[begin Data supplied]

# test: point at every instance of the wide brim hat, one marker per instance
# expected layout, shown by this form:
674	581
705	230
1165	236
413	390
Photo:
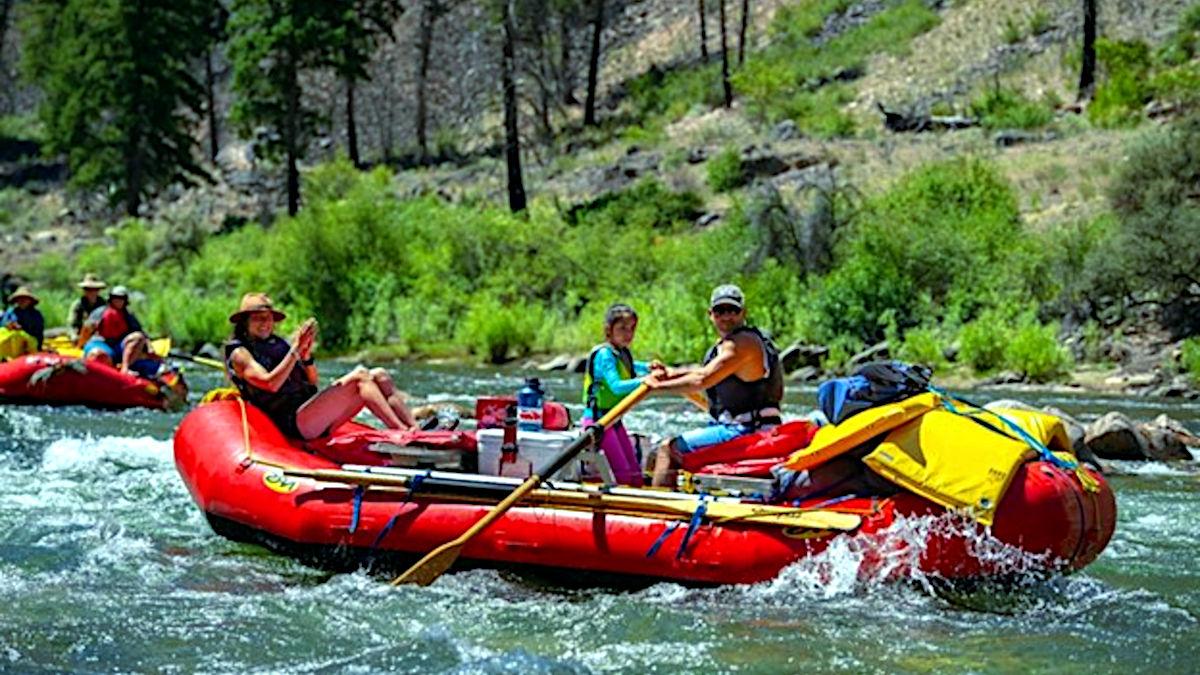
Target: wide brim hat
91	282
23	292
253	303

[end Data supplied]

Copy out every one of the entries above line for line, changing nothing, but leave the pictures out.

* Answer to the exercise *
# test: point at every instance of the wide brim hat, one marker per instance
# expected layout, shown by this form:
674	581
705	230
1165	236
413	390
Photo:
Target: wide brim hat
91	282
23	292
253	303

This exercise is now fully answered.